▶ _TASK TO COMPLETE_
Rewrite the records below, changing "white painted line" to "road marking" everywhere it occurs and leaving everything else as is.
--- Start ---
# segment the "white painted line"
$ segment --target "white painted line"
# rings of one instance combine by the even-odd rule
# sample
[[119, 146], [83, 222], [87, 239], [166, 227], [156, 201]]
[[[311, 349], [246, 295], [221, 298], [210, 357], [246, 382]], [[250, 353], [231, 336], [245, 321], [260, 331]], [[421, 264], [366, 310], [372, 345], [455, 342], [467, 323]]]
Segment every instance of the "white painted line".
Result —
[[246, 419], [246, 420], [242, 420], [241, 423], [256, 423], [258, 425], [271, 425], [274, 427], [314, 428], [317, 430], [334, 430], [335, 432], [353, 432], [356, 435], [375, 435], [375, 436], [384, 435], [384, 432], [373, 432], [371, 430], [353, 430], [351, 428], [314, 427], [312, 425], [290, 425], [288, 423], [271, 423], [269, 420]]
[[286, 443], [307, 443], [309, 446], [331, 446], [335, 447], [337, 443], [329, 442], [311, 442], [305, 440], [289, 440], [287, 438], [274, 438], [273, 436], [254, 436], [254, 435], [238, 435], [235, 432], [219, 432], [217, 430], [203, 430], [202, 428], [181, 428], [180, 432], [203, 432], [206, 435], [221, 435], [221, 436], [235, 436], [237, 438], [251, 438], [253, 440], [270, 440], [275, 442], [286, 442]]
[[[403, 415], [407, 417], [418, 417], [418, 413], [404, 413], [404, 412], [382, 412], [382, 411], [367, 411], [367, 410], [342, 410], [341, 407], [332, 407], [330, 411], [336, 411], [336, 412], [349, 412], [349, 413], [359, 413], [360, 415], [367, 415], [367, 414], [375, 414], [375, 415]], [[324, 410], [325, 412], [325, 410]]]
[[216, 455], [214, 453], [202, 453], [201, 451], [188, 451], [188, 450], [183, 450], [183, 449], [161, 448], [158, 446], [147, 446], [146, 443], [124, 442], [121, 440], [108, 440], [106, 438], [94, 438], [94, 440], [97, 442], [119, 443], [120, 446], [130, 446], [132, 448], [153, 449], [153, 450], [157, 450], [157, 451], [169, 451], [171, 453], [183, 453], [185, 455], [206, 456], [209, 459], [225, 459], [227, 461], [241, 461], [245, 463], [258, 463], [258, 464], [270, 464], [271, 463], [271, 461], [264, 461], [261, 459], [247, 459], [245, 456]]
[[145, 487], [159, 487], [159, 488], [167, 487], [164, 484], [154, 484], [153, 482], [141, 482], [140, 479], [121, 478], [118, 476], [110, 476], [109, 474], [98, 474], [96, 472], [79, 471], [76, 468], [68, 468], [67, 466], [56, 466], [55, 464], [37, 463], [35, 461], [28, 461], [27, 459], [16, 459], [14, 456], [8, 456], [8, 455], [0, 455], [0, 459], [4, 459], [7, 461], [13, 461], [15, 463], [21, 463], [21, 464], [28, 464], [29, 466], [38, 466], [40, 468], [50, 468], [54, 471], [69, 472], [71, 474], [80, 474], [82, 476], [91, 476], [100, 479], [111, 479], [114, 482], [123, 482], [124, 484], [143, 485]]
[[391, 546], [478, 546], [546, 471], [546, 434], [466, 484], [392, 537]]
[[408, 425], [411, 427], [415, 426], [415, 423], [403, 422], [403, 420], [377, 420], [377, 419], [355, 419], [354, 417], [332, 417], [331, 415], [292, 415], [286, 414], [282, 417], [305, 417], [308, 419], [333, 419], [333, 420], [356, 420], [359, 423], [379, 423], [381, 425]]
--- End ---
▶ _THE ANSWER_
# segment the "road marking"
$ segment --target "road marking"
# rings of one instance combine by the even-odd rule
# sample
[[119, 146], [83, 222], [87, 239], [166, 227], [156, 201]]
[[[311, 349], [246, 295], [221, 298], [210, 357], [246, 382]], [[250, 353], [231, 336], [245, 321], [260, 331]], [[421, 264], [366, 310], [372, 345], [455, 342], [467, 323]]]
Segment every instance of the "road marking".
Result —
[[246, 419], [246, 420], [242, 420], [241, 423], [256, 423], [258, 425], [271, 425], [274, 427], [314, 428], [317, 430], [334, 430], [335, 432], [353, 432], [356, 435], [375, 435], [375, 436], [384, 435], [384, 432], [373, 432], [371, 430], [353, 430], [351, 428], [314, 427], [312, 425], [290, 425], [288, 423], [271, 423], [269, 420]]
[[286, 443], [307, 443], [309, 446], [331, 446], [335, 447], [337, 443], [329, 442], [311, 442], [305, 440], [289, 440], [287, 438], [274, 438], [273, 436], [254, 436], [254, 435], [238, 435], [235, 432], [219, 432], [217, 430], [203, 430], [202, 428], [181, 428], [180, 432], [203, 432], [206, 435], [221, 435], [221, 436], [235, 436], [237, 438], [251, 438], [253, 440], [270, 440], [275, 442], [286, 442]]
[[[403, 415], [407, 417], [418, 417], [418, 413], [404, 413], [404, 412], [382, 412], [382, 411], [367, 411], [367, 410], [342, 410], [341, 407], [332, 407], [330, 411], [336, 411], [336, 412], [349, 412], [349, 413], [359, 413], [360, 415], [367, 415], [367, 414], [375, 414], [375, 415]], [[324, 410], [325, 412], [325, 410]]]
[[216, 455], [214, 453], [202, 453], [201, 451], [188, 451], [188, 450], [183, 450], [183, 449], [161, 448], [158, 446], [147, 446], [146, 443], [124, 442], [121, 440], [108, 440], [106, 438], [94, 438], [94, 440], [97, 442], [119, 443], [120, 446], [130, 446], [132, 448], [153, 449], [153, 450], [157, 450], [157, 451], [169, 451], [171, 453], [183, 453], [185, 455], [206, 456], [209, 459], [225, 459], [227, 461], [241, 461], [245, 463], [258, 463], [258, 464], [270, 464], [271, 463], [271, 461], [264, 461], [261, 459], [247, 459], [245, 456]]
[[145, 487], [159, 487], [159, 488], [167, 487], [164, 484], [154, 484], [153, 482], [141, 482], [140, 479], [121, 478], [118, 476], [110, 476], [109, 474], [98, 474], [96, 472], [79, 471], [76, 468], [68, 468], [67, 466], [56, 466], [55, 464], [37, 463], [35, 461], [28, 461], [27, 459], [16, 459], [14, 456], [8, 456], [8, 455], [0, 455], [0, 459], [4, 459], [7, 461], [13, 461], [15, 463], [21, 463], [21, 464], [28, 464], [29, 466], [38, 466], [40, 468], [50, 468], [54, 471], [69, 472], [71, 474], [80, 474], [82, 476], [91, 476], [100, 479], [111, 479], [114, 482], [123, 482], [124, 484], [143, 485]]
[[391, 546], [478, 546], [546, 471], [546, 434], [466, 484], [392, 537]]
[[408, 425], [411, 427], [415, 426], [415, 423], [403, 422], [403, 420], [377, 420], [377, 419], [355, 419], [354, 417], [332, 417], [331, 415], [292, 415], [286, 414], [282, 417], [305, 417], [308, 419], [333, 419], [333, 420], [356, 420], [359, 423], [379, 423], [381, 425]]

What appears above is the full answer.